** Begin Material to process **

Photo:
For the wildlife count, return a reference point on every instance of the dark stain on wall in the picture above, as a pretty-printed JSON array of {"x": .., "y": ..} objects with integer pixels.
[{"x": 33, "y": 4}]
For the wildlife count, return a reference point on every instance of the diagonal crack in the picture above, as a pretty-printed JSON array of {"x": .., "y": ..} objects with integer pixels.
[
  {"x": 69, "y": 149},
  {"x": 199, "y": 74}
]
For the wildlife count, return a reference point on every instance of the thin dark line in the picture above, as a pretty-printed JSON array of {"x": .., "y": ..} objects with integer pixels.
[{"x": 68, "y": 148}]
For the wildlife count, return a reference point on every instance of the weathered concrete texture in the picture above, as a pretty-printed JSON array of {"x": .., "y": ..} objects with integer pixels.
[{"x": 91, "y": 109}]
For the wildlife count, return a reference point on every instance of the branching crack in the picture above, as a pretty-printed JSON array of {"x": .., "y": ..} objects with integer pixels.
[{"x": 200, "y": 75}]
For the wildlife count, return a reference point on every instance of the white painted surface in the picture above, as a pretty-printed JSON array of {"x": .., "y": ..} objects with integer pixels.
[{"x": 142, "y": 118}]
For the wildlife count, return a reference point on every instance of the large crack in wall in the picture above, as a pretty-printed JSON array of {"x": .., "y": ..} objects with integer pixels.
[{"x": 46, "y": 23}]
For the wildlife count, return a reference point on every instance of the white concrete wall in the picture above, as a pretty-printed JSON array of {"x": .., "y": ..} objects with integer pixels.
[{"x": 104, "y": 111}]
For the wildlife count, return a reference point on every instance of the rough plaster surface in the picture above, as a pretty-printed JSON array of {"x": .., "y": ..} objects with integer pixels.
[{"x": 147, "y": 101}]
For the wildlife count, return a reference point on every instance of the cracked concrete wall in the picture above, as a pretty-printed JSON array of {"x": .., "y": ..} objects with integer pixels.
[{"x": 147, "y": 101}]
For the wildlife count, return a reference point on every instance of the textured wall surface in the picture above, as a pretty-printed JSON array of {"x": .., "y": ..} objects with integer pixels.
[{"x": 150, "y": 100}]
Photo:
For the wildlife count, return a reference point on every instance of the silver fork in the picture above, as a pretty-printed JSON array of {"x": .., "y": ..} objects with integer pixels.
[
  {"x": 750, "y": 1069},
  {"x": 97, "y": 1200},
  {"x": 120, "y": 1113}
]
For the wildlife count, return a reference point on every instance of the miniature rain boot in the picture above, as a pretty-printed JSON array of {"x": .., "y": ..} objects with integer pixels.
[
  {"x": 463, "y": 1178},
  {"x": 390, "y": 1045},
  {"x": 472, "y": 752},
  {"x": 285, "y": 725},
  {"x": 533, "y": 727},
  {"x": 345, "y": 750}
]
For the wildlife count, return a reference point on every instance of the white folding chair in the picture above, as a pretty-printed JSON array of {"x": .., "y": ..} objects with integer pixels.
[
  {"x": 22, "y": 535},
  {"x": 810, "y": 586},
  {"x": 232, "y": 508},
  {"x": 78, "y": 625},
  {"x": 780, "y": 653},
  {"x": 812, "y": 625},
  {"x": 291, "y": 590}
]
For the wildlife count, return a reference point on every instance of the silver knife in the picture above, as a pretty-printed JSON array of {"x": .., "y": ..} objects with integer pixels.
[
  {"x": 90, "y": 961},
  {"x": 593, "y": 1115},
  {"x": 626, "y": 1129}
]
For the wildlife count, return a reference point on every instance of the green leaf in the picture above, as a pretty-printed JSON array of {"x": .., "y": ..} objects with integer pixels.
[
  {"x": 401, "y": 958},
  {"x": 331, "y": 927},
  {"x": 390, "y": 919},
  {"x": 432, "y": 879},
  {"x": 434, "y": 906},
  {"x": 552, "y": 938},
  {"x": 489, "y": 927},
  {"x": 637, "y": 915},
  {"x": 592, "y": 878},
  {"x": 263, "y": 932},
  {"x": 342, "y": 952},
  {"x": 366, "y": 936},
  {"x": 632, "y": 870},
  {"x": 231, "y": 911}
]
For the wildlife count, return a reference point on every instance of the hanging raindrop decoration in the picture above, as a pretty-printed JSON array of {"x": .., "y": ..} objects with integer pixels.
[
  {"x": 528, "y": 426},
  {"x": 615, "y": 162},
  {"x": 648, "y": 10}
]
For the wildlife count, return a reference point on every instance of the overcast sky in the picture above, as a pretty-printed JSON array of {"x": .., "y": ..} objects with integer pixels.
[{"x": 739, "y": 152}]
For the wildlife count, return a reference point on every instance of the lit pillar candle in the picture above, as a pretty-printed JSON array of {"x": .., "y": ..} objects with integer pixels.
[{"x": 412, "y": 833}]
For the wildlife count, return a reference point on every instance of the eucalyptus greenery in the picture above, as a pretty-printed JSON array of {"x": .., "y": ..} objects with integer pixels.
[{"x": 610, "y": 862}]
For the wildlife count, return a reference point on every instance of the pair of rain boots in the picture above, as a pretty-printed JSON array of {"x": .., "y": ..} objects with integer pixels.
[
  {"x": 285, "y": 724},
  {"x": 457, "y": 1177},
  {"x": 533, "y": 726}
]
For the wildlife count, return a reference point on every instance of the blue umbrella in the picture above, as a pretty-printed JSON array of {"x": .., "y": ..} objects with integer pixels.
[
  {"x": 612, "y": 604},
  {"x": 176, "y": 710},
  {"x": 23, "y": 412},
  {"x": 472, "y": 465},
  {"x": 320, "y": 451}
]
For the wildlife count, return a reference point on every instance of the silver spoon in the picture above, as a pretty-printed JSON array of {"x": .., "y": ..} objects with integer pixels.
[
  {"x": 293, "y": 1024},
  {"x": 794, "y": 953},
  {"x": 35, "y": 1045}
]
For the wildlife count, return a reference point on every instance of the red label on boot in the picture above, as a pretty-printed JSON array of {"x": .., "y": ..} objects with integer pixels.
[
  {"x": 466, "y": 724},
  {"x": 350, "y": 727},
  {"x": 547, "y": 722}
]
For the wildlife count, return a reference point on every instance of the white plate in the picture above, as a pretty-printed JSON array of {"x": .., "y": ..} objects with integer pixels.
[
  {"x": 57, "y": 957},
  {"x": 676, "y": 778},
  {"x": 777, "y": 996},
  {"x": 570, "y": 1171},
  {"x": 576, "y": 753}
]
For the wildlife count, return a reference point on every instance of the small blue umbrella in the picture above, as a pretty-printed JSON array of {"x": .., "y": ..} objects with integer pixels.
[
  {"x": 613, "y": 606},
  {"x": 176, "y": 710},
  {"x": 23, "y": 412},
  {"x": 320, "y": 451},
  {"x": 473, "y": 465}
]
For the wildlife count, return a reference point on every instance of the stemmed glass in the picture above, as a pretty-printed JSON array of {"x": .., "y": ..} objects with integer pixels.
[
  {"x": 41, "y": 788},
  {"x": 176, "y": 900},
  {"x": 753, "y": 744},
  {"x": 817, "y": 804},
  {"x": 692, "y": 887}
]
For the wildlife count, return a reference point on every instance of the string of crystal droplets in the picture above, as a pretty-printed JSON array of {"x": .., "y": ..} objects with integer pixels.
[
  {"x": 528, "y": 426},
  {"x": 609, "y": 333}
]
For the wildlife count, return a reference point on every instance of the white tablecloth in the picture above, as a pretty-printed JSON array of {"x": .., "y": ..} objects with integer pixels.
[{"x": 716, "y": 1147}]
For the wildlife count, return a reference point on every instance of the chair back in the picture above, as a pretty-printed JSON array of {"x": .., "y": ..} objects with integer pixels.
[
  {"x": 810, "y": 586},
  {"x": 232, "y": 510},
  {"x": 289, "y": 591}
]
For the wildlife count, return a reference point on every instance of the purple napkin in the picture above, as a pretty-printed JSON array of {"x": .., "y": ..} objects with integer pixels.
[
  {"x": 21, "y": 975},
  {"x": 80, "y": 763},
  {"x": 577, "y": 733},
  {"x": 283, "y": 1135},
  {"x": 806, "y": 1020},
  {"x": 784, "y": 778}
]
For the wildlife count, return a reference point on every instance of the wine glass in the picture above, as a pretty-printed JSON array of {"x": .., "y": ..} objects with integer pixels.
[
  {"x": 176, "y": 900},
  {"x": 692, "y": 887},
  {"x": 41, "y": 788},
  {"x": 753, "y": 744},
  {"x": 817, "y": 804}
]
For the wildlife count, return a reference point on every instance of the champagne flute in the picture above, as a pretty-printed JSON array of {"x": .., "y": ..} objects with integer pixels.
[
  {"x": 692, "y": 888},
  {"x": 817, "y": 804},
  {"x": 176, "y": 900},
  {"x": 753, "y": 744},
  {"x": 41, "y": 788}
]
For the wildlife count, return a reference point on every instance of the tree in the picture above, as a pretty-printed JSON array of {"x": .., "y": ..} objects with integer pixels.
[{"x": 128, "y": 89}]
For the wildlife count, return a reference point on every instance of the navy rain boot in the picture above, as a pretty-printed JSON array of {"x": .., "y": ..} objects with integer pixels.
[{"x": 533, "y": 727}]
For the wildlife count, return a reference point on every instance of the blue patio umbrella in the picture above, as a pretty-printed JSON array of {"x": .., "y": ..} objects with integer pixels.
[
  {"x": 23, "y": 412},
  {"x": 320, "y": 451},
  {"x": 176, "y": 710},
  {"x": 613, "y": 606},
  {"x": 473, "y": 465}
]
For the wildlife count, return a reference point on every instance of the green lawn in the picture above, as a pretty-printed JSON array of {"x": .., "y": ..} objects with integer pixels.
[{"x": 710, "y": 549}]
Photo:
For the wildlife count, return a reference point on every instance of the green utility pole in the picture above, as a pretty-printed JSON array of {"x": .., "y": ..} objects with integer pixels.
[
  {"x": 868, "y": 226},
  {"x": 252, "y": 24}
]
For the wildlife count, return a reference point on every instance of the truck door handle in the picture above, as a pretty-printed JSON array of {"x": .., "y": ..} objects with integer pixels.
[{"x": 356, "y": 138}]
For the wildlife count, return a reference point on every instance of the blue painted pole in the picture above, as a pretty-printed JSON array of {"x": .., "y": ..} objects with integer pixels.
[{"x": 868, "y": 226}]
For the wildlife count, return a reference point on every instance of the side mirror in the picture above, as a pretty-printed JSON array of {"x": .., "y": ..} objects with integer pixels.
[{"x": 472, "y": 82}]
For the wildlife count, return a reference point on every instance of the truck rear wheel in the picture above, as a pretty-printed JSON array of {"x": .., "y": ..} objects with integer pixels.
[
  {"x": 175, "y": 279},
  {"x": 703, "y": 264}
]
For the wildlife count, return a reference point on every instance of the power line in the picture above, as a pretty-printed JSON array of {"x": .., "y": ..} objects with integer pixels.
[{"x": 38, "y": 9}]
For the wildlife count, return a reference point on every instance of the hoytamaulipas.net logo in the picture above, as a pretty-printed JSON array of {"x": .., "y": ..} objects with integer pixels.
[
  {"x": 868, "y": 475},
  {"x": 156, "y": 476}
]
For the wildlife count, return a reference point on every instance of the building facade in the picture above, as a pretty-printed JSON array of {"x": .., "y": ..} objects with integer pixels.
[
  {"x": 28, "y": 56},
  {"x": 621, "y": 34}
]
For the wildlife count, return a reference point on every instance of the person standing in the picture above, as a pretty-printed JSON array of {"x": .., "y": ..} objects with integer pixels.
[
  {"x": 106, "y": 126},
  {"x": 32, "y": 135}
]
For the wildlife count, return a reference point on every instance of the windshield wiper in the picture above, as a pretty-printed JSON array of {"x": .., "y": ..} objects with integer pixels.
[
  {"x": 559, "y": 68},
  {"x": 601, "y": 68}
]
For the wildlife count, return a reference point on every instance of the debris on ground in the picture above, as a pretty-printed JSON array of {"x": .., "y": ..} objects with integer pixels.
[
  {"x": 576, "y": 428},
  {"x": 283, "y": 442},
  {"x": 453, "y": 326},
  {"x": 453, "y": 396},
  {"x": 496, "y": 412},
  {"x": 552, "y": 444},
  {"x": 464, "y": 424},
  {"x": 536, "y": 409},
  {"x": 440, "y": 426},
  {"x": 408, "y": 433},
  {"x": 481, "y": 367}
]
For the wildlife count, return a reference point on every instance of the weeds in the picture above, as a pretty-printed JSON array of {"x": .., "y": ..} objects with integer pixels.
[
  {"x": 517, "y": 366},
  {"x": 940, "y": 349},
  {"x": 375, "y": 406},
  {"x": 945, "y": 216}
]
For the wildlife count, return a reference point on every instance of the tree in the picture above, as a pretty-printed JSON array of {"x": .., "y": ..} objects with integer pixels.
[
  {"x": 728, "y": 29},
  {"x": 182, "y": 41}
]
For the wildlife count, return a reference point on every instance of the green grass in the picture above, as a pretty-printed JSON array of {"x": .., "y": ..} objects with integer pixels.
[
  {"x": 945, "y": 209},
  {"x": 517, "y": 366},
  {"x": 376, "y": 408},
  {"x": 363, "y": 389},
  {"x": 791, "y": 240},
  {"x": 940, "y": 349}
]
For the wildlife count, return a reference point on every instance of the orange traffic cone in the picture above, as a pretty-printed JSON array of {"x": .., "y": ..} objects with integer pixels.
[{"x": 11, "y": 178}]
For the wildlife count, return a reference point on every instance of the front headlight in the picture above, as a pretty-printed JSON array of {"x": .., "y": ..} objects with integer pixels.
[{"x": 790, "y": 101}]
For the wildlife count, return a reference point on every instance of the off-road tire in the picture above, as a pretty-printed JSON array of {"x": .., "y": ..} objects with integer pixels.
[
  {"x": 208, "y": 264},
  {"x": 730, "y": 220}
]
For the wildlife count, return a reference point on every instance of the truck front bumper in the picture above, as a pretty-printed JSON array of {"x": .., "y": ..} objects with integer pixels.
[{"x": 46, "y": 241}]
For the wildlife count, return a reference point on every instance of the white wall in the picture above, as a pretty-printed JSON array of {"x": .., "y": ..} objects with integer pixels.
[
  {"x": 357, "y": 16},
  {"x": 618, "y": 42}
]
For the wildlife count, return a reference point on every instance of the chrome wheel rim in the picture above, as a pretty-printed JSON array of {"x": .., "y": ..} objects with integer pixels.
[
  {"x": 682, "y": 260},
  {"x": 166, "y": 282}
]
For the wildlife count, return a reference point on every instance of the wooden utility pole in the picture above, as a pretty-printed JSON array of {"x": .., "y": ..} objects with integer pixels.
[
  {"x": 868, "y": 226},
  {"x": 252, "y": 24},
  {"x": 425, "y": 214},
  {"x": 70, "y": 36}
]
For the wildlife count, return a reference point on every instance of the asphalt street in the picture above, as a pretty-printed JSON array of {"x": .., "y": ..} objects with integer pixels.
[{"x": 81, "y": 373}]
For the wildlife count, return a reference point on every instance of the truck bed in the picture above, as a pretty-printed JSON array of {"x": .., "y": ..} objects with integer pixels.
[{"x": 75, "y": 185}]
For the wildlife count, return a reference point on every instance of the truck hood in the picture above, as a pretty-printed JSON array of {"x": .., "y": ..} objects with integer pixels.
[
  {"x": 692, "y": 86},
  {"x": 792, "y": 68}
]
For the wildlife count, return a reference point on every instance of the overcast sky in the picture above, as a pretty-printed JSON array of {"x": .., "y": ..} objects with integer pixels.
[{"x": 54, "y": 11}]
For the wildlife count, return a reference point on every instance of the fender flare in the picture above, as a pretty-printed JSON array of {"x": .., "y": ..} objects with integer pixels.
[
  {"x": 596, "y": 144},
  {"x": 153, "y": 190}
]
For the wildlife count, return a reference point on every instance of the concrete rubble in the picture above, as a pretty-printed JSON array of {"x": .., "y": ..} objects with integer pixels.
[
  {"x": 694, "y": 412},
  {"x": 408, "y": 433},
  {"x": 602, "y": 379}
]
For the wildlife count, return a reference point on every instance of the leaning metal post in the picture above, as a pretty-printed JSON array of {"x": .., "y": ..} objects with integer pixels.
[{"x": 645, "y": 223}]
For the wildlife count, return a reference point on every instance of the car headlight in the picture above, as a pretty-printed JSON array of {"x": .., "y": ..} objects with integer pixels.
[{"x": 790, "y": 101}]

** End Material to process **

• **Work required**: Quote the line that contains "of the fender" and each line after it through the end of the data, exactly, leaving out everything else.

• **Output**:
For the wildlife count, return a reference point on every instance of the fender flare in the picture above, as a pretty-printed JSON array of {"x": .., "y": ..} objects with integer pixels.
[
  {"x": 596, "y": 144},
  {"x": 153, "y": 190}
]
For the wildlife count, return a reference point on every instance of the concrete rubble in the picture above, as a pretty-printed JSON array of {"x": .., "y": ..} objects with integer pixels.
[
  {"x": 694, "y": 412},
  {"x": 408, "y": 433},
  {"x": 602, "y": 379}
]
For the wildlife count, return a reference point on every instance of the leaning metal post in the picture above, as a pretty-printed JSON array of {"x": .., "y": ..} objects with integer pixels.
[{"x": 645, "y": 223}]
For the wildlife count, return a reference point on every instance of the car headlight in the picture above, as a pretty-printed JSON array of {"x": .., "y": ..} objects with integer pixels.
[{"x": 790, "y": 101}]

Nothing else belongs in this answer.